TASK INSTRUCTIONS: The following entries are to be retyped in full, exactly as written.

WORKING DATA:
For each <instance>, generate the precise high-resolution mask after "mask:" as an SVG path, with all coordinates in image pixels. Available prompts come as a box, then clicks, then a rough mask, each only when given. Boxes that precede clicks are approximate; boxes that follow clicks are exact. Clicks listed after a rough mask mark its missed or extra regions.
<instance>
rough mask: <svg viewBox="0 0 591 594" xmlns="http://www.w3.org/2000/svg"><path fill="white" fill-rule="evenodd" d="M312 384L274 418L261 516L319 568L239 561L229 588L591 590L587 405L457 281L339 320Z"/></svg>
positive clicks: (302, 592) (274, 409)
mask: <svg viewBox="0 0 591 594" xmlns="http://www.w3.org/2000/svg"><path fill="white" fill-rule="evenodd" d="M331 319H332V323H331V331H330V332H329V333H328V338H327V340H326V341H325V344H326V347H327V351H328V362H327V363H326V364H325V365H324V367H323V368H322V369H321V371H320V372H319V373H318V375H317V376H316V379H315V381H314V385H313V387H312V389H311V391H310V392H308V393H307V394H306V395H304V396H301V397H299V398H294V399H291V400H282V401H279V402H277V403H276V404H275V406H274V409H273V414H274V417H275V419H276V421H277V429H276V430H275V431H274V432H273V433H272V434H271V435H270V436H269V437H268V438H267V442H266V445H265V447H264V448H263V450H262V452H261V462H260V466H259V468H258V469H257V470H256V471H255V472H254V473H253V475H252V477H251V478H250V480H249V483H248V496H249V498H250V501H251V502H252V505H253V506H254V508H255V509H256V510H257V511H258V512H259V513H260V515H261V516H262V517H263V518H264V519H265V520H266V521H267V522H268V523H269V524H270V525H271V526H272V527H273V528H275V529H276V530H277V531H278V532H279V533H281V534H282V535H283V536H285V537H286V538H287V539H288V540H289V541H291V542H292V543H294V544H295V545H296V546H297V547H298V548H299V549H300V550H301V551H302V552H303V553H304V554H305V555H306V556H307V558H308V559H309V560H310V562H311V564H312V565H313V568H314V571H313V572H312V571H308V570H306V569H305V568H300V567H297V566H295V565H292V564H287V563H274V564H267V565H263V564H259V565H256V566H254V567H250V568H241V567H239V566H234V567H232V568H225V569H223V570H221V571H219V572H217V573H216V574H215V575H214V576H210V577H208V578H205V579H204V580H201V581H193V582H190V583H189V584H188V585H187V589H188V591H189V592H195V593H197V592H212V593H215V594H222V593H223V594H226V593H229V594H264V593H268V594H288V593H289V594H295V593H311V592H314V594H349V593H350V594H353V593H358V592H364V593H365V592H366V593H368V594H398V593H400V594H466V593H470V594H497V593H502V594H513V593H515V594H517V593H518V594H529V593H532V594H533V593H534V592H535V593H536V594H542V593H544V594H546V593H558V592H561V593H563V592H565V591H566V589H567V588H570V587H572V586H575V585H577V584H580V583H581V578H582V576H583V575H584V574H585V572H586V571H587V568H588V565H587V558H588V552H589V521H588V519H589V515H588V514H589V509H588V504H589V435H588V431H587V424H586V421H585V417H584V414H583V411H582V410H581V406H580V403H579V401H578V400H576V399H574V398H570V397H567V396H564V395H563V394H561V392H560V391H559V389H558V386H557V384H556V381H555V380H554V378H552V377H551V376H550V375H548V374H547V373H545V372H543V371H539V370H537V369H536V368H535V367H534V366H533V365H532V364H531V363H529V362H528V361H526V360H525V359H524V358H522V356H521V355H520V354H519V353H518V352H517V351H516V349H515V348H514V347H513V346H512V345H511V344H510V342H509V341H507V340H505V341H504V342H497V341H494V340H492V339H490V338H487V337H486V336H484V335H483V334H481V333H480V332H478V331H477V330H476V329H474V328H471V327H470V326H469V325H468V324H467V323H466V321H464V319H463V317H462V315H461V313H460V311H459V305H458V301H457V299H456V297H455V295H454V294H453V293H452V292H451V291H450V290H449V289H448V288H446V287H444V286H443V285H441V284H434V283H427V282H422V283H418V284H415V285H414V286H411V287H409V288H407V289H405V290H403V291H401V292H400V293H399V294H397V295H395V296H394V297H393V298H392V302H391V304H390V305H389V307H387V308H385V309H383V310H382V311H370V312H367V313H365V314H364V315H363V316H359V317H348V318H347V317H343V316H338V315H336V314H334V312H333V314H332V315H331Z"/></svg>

TASK ANSWER:
For each <instance>, generate the precise high-resolution mask after "mask:" as an SVG path, with all coordinates in image pixels. Available prompts come as a box, then clicks, then a rough mask, each only when given. Boxes that precede clicks are approximate; boxes that follow clicks are exact. Clicks listed after a rough mask mark its missed or extra regions.
<instance>
rough mask: <svg viewBox="0 0 591 594" xmlns="http://www.w3.org/2000/svg"><path fill="white" fill-rule="evenodd" d="M312 384L274 418L261 516L319 568L239 561L229 588L591 590L587 405L457 281L339 320Z"/></svg>
positive clicks: (302, 592) (274, 409)
mask: <svg viewBox="0 0 591 594" xmlns="http://www.w3.org/2000/svg"><path fill="white" fill-rule="evenodd" d="M331 319H332V323H331V331H330V332H329V333H328V338H327V340H326V341H325V344H326V347H327V351H328V362H327V363H326V364H325V365H324V367H323V368H322V369H321V371H320V372H319V373H318V375H317V376H316V379H315V381H314V385H313V387H312V389H311V391H310V392H308V393H307V394H306V395H304V396H301V397H299V398H294V399H291V400H282V401H279V402H277V403H276V404H275V406H274V409H273V414H274V417H275V419H276V421H277V429H276V430H275V431H274V432H273V433H272V434H271V435H270V436H269V437H268V438H267V442H266V445H265V447H264V448H263V450H262V452H261V462H260V466H259V468H258V469H257V470H256V471H255V472H254V473H253V475H252V477H251V478H250V480H249V483H248V496H249V498H250V501H251V502H252V505H253V506H254V508H255V509H256V510H257V511H258V512H259V513H260V515H261V516H262V517H263V518H264V519H265V520H266V521H267V522H268V523H269V524H270V525H271V526H272V527H273V528H275V529H276V530H277V531H278V532H279V533H281V534H282V535H283V536H285V537H286V538H287V539H288V540H289V541H291V542H292V543H294V544H295V545H296V546H297V547H298V548H299V549H300V550H301V551H302V552H303V553H304V554H305V555H306V556H307V558H308V559H309V560H310V562H311V564H312V565H313V568H314V571H313V572H312V571H308V570H306V569H305V568H300V567H297V566H295V565H292V564H287V563H274V564H267V565H263V564H259V565H256V566H254V567H250V568H241V567H239V566H234V567H232V568H225V569H223V570H221V571H219V572H217V573H216V574H215V575H214V576H210V577H208V578H205V579H204V580H201V581H193V582H190V583H189V584H188V585H187V589H188V591H189V592H195V593H197V592H212V593H215V594H222V593H223V594H226V593H229V594H264V593H268V594H288V593H289V594H295V593H311V592H314V594H349V593H350V594H353V593H358V592H364V593H365V592H366V593H368V594H398V593H400V594H466V593H470V594H497V593H502V594H513V593H515V594H517V593H518V594H529V593H532V594H533V593H534V592H535V593H536V594H542V593H544V594H546V593H558V592H561V593H563V592H565V591H566V589H567V588H570V587H572V586H575V585H577V584H580V583H581V578H582V576H583V575H584V574H585V572H586V571H587V568H588V565H587V558H588V552H589V521H588V519H589V515H588V514H589V509H588V504H589V435H588V431H587V424H586V421H585V417H584V414H583V411H582V410H581V406H580V403H579V401H578V400H576V399H574V398H570V397H567V396H564V395H563V394H561V392H560V391H559V389H558V386H557V384H556V381H555V380H554V378H552V377H551V376H550V375H548V374H547V373H545V372H543V371H539V370H537V369H536V368H535V367H534V366H533V365H532V364H531V363H529V362H528V361H526V360H525V359H524V358H522V356H521V355H520V354H519V353H518V352H517V351H516V349H515V348H514V347H513V346H512V345H511V344H510V342H509V341H507V340H505V341H504V342H497V341H494V340H492V339H490V338H487V337H486V336H484V335H483V334H481V333H480V332H478V331H477V330H476V329H474V328H471V327H470V326H469V325H468V324H467V323H466V321H464V319H463V317H462V315H461V313H460V311H459V305H458V301H457V299H456V297H455V295H454V294H453V293H452V292H451V291H450V290H449V289H448V288H446V287H444V286H443V285H441V284H434V283H427V282H422V283H418V284H415V285H414V286H411V287H409V288H407V289H405V290H403V291H401V292H400V293H399V294H397V295H395V296H394V297H393V298H392V302H391V304H390V305H389V307H387V308H385V309H383V310H382V311H370V312H367V313H365V314H364V315H363V316H359V317H348V318H347V317H343V316H338V315H336V314H334V312H333V314H332V315H331Z"/></svg>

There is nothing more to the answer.